TASK:
Transcribe verbatim every line from the line containing "In this picture, where can the dark sky" to the end of the entries, including both endpoints. Output nothing beyond those lines.

# START OF PROVIDED DATA

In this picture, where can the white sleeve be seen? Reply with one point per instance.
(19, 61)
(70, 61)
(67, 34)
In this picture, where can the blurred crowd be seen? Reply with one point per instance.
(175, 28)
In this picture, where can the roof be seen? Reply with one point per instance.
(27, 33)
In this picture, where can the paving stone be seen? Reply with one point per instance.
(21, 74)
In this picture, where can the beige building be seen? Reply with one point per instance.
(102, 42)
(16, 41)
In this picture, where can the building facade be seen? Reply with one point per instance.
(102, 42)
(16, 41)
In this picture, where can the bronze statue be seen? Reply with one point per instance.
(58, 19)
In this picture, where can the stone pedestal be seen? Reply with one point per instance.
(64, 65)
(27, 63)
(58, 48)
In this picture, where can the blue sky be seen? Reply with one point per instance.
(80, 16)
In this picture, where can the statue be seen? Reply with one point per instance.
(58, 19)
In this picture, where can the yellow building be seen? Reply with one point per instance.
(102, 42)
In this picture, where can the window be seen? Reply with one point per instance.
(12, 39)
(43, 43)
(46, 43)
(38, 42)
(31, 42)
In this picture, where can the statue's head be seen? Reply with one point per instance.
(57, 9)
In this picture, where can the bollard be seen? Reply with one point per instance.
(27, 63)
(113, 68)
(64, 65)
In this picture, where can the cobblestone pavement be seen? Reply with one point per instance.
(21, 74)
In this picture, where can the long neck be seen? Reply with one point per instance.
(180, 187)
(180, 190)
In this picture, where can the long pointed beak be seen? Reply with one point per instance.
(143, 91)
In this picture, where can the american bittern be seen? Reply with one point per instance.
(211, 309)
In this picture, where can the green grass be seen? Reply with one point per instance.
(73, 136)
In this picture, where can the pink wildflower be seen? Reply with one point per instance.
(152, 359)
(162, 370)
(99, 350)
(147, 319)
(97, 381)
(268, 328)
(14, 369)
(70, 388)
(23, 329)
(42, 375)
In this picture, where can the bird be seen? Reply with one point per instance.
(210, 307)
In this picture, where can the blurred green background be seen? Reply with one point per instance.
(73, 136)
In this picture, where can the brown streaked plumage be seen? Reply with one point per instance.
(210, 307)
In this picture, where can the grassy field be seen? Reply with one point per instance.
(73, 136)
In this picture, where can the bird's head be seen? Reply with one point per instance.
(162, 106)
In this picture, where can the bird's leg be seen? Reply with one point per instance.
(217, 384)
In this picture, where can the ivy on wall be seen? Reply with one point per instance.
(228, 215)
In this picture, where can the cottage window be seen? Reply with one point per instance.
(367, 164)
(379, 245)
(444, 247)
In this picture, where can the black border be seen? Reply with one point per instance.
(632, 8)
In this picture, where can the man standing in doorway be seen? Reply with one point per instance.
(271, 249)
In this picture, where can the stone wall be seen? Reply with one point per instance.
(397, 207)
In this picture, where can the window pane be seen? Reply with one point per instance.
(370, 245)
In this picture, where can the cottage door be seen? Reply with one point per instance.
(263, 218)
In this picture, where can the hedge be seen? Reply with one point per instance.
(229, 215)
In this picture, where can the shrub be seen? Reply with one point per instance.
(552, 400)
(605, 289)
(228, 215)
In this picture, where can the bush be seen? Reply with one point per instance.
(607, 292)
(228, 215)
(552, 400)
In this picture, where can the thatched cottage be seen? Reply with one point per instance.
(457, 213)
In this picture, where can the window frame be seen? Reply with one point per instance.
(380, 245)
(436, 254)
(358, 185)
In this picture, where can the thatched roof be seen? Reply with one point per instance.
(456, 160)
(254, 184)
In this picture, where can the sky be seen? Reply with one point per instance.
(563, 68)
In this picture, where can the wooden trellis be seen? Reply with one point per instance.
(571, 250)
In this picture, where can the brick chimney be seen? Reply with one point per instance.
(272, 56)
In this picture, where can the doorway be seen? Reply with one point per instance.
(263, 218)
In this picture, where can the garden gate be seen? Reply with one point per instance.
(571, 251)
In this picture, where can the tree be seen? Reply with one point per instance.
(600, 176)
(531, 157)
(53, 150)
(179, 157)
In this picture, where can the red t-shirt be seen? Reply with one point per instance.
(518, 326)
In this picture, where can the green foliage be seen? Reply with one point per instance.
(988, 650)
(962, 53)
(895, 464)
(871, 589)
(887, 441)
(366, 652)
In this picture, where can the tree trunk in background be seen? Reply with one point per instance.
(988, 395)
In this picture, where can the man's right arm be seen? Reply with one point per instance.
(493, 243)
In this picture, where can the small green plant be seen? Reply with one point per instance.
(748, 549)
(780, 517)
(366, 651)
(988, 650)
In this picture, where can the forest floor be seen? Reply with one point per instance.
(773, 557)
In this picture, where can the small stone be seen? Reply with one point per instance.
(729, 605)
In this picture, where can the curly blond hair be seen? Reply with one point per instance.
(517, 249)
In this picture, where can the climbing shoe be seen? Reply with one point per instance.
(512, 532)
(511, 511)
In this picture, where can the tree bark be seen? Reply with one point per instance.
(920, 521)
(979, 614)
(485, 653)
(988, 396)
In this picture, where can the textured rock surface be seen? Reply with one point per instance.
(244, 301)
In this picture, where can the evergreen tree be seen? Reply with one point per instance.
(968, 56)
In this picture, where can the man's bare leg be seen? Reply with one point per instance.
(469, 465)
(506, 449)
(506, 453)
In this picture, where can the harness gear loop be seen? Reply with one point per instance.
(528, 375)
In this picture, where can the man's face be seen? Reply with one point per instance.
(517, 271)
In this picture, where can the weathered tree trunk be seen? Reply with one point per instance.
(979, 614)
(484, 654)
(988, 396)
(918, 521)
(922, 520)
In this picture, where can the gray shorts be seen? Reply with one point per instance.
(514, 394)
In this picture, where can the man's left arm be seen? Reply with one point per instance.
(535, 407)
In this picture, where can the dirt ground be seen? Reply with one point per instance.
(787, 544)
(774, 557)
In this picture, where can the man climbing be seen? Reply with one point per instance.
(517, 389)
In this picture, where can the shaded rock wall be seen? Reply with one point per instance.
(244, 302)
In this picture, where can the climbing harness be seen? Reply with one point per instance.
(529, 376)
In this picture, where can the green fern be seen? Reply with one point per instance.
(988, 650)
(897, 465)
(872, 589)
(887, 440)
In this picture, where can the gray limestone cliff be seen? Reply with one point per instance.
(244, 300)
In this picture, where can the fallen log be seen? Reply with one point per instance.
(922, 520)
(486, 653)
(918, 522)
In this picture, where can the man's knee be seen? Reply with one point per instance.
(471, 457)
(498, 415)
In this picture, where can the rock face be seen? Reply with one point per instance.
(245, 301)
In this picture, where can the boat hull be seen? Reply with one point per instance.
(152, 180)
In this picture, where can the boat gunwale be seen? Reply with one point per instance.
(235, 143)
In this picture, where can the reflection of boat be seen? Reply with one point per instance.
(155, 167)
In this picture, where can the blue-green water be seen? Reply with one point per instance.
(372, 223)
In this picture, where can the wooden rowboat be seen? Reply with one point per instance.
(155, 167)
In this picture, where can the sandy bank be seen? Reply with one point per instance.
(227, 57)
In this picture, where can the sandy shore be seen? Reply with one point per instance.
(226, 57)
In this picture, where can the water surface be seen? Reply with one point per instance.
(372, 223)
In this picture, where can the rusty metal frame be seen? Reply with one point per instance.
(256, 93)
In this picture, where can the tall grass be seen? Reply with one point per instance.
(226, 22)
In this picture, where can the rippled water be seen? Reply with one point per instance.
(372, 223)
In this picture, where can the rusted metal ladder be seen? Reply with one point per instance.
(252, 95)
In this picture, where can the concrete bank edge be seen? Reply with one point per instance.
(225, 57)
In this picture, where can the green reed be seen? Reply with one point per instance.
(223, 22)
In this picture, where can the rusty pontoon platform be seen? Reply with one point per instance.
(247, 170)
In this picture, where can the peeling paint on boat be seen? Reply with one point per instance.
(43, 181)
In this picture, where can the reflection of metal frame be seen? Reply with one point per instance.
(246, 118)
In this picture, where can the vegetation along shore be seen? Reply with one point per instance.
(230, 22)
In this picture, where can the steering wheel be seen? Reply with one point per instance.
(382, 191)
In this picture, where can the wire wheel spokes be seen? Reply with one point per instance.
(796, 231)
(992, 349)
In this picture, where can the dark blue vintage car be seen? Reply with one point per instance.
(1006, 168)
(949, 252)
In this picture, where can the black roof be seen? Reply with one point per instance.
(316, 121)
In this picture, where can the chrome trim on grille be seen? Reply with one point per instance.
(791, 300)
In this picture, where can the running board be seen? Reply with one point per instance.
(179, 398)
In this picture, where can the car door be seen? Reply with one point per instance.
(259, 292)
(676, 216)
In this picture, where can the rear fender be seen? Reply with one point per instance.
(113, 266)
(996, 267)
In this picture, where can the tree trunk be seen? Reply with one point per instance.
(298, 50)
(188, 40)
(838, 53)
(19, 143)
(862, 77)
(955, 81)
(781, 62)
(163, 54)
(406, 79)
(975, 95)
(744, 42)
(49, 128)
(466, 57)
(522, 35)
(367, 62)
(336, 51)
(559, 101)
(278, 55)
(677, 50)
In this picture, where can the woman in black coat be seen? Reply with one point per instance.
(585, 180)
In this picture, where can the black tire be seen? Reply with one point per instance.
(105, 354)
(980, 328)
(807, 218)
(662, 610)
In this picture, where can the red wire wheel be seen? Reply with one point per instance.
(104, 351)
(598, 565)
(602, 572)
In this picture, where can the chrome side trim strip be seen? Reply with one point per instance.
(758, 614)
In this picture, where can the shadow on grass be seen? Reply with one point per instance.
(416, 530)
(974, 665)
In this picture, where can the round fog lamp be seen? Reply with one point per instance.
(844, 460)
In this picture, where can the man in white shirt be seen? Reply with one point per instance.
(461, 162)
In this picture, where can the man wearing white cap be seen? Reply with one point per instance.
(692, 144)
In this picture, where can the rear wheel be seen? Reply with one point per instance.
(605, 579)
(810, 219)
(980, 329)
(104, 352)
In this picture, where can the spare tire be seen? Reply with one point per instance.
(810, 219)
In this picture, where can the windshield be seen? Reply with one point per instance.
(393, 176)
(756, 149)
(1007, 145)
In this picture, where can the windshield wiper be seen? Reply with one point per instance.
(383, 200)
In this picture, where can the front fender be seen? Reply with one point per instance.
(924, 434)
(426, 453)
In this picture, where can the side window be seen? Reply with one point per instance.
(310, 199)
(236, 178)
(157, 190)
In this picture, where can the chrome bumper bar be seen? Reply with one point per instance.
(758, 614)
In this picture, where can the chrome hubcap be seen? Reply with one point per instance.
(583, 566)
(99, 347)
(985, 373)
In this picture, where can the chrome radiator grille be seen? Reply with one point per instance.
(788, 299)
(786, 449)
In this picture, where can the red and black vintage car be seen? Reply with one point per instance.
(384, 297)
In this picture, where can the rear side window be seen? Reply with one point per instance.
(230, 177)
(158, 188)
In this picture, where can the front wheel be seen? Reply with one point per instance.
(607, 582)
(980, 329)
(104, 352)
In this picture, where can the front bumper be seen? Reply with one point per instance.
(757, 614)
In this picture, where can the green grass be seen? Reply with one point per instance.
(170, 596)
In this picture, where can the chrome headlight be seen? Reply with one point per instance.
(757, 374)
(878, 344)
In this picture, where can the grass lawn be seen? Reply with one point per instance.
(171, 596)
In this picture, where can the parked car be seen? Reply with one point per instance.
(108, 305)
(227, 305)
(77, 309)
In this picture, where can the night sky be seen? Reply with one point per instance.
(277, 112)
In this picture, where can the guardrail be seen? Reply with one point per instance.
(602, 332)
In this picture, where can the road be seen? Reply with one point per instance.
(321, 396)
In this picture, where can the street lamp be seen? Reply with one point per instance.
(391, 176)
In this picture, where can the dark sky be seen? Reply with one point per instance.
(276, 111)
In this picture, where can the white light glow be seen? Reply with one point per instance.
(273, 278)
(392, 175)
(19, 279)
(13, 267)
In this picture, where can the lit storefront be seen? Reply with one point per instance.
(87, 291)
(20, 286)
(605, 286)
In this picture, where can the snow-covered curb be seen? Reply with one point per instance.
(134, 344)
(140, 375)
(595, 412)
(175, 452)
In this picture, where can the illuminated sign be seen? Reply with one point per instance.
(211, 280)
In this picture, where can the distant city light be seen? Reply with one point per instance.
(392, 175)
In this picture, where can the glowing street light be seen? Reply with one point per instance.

# END OF PROVIDED DATA

THE RESPONSE:
In this picture, where can the dark sky be seen? Reply with one point per instance.
(276, 111)
In this picture, where can the white light glow be seen? Reply with one point per instance.
(273, 278)
(392, 175)
(19, 279)
(13, 267)
In this picture, where can the lit storefront be seen? Reply with one point per instance.
(87, 291)
(20, 286)
(605, 286)
In this picture, where can the snow-covered curb be seen? Reply with one point per instance.
(134, 344)
(140, 375)
(595, 412)
(175, 452)
In this picture, where can the illuminated sign be seen? Reply with one point per instance.
(211, 280)
In this picture, where can the distant city light be seen? Reply with one point per instance.
(392, 175)
In this picture, where can the glowing street light be seen? Reply with one point per instance.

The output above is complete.